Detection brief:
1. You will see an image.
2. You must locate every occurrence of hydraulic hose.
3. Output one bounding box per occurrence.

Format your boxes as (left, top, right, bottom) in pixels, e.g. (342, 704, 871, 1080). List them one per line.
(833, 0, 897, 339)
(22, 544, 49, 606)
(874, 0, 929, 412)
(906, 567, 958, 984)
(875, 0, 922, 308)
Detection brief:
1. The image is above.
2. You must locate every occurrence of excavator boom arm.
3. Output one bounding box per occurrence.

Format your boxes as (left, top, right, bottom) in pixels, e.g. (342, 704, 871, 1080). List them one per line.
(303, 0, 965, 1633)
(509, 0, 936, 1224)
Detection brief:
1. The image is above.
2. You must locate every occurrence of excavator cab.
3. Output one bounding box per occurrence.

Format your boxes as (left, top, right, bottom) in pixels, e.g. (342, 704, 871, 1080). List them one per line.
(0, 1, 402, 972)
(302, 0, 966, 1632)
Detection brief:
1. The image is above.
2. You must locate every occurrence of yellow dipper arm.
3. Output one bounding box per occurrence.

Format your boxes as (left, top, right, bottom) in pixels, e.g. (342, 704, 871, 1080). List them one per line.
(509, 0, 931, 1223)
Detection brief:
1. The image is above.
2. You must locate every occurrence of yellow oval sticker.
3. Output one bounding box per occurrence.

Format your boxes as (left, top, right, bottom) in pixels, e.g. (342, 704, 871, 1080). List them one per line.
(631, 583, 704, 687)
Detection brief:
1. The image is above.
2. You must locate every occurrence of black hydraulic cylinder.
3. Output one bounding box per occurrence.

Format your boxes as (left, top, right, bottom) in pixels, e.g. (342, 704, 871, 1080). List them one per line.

(Brief): Show all lines from the entries that hold "must".

(Task result):
2. You must locate every occurrence of hydraulic hose.
2. You must locate every occurrence of excavator boom arm.
2. You must locate every occurrence of excavator cab.
2. You must locate every occurrence of yellow dipper arm.
2. You must locate every occurrence of yellow oval sticker.
2. You must locate every occurrence of black hydraulic cylinder.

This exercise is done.